WORK TO DO
Rewrite the records from the beginning through the line that contains "POLYGON ((87 142, 91", changing "white cheek patch" to "pale cheek patch" and leaving everything else unchanged. Omit the pictures.

INPUT MATERIAL
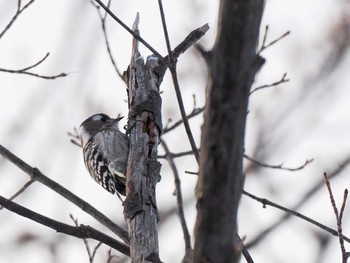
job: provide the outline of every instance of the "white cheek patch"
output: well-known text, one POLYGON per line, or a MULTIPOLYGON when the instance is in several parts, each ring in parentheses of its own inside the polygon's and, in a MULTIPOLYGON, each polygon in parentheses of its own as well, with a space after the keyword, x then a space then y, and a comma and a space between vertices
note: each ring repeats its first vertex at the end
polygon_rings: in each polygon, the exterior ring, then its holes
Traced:
POLYGON ((87 142, 91 139, 91 134, 89 134, 84 127, 80 127, 79 137, 80 137, 82 146, 85 147, 87 142))

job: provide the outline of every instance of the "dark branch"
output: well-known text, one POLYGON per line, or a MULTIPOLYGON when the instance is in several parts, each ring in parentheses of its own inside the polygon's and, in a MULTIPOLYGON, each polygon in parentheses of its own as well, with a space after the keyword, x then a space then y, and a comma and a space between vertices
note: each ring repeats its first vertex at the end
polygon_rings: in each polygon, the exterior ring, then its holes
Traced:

WRITTEN ANSWER
job: provide the outline of every instance of the "pale cheek patch"
output: well-known text, one POLYGON per line, or a MULTIPOLYGON when the instance is in several parts, each ring in parentheses of its own inside the polygon's and, in a MULTIPOLYGON, each polygon in parentheses of its own as well, with a space after the keyword, x then a space then y, and a comma and a space between vertices
note: each ring repeats its first vertex at the end
polygon_rings: in each polygon, the exterior ring, then its holes
Traced:
POLYGON ((87 142, 91 139, 91 134, 89 134, 84 127, 80 127, 79 137, 80 137, 82 146, 85 147, 87 142))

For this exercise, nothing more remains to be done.